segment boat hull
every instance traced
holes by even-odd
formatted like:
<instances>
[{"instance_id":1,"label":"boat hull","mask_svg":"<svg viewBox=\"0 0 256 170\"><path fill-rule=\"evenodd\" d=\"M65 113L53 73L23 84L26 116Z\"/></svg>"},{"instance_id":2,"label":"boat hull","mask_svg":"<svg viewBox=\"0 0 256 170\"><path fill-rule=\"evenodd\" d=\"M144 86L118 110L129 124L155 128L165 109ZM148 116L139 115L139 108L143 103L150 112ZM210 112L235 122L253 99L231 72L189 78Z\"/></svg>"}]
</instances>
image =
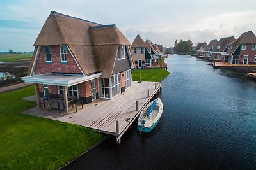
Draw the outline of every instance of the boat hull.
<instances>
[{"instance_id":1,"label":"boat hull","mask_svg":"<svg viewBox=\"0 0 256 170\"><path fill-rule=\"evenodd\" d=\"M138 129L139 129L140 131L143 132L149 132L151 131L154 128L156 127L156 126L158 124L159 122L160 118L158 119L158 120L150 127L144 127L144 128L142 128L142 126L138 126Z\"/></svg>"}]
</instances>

++++++++

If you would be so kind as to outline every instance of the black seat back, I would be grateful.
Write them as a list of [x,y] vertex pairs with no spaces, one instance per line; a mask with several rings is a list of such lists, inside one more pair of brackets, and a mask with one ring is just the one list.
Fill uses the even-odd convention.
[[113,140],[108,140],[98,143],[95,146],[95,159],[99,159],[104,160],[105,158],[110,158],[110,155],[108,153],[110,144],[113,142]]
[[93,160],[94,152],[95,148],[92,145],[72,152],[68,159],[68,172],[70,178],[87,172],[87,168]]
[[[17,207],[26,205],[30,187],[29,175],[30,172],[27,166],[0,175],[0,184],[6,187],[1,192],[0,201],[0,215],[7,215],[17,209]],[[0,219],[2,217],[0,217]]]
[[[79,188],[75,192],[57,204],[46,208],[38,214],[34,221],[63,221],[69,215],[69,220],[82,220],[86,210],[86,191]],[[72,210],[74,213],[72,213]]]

++++++++

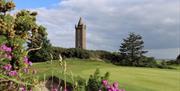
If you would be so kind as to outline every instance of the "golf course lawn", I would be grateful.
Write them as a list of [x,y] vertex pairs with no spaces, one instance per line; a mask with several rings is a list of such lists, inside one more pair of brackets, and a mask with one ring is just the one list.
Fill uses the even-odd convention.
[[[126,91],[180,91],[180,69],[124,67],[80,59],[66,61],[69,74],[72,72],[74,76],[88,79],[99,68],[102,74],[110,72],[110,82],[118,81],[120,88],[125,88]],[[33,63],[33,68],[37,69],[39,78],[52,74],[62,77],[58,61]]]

++++++++

__ENUNCIADO DA TAREFA__. Localize, nos itens acima, todas as linhas que contêm a cadeia "viewBox" e copie-as. Considere a diferença entre maiúsculas e minúsculas.

__RESPOSTA DO PROBLEMA__.
[{"instance_id":1,"label":"boat hull","mask_svg":"<svg viewBox=\"0 0 256 170\"><path fill-rule=\"evenodd\" d=\"M65 113L53 73L23 84L26 116Z\"/></svg>"},{"instance_id":2,"label":"boat hull","mask_svg":"<svg viewBox=\"0 0 256 170\"><path fill-rule=\"evenodd\" d=\"M144 86L118 110L129 124L155 128L165 109ZM148 116L139 115L139 108L143 103L150 112ZM210 112L235 122L253 99L231 72L189 78Z\"/></svg>"}]
[{"instance_id":1,"label":"boat hull","mask_svg":"<svg viewBox=\"0 0 256 170\"><path fill-rule=\"evenodd\" d=\"M138 129L139 129L140 131L143 132L149 132L151 131L154 128L156 127L156 126L158 124L159 122L160 118L158 119L158 120L150 127L144 127L144 128L142 128L142 126L138 126Z\"/></svg>"}]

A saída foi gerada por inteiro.